__Excerpted passage__.
——————
# Bubbling paint



## lijongtao (Dec 1, 2017)

Hi everyone and Happy New Year 

Last Feb someone ran into the back of us while stationary. The car went off to a body shop in Clitheroe to be fixed. Main damage was the rear bumper that needed respraying. The car needed sending back twice as they hadn’t properly finished off the buffing so I complained and it was repaired again. 

Today I’ve noticed the paint appears to be bubbling underneath. The surface isn’t damaged more so under he paint. I will try to post a photo. Two small lumps and a small area of scabbing. It isn’t large by any means but visible on a black car. I may be too fussy but it was not there prior to the accident. With it being under 12 months what chance or redress do I have?

Thanks


----------



## Walesy. (Oct 1, 2009)

lijongtao said:


> Hi everyone and Happy New Year
> 
> Last Feb someone ran into the back of us while stationary. The car went off to a body shop in Clitheroe to be fixed. Main damage was the rear bumper that needed respraying. The car needed sending back twice as they hadn't properly finished off the buffing so I complained and it was repaired again.
> 
> ...
——————
__Records from a collection__.
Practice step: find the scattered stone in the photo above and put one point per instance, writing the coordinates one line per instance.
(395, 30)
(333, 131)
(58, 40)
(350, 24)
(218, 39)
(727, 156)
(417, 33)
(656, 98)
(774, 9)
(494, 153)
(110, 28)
——————
__Requirements__.
1. Can you rewrite the paragraph in the bubbling paint thread that begins "Today I've noticed the paint" as a short list that keeps its main facts?
2. Could you extend the bubbling paint thread beyond its final line?
The records aren't needed for anything here.

__Task-by-task results__.
1.
- The paint appears to be bubbling underneath, though the surface itself isn't damaged.
- There are two small lumps and a small area of scabbing.
- It isn't large but is visible on a black car, and it wasn't there before the accident.
- Since it's under 12 months, the poster asks what chance of redress they have.

2.
I had this from a Vx dealer, they described it as a 'fester' under neath the paint. Clear coat etc. wasnt damage, so no water or chemical ingress causing this, therefore it was repaired as it was in the 12 months


----------



## Kerr (Mar 27, 2012)

Any decent body shop should be covering defects due to their work in less than a year. 

If it was done by your insurance company they would also have them to back you up. I'm sure they'll promise repairs will last a minimum of a few years.


----------



## GSD (Feb 6, 2011)

Had this on the wife’s Nissan the body shop guy was very understanding and said were not the first it was a faulty batch of paint,he put it right and all has been good since.


----------



## Andyblue (Jun 20, 2017)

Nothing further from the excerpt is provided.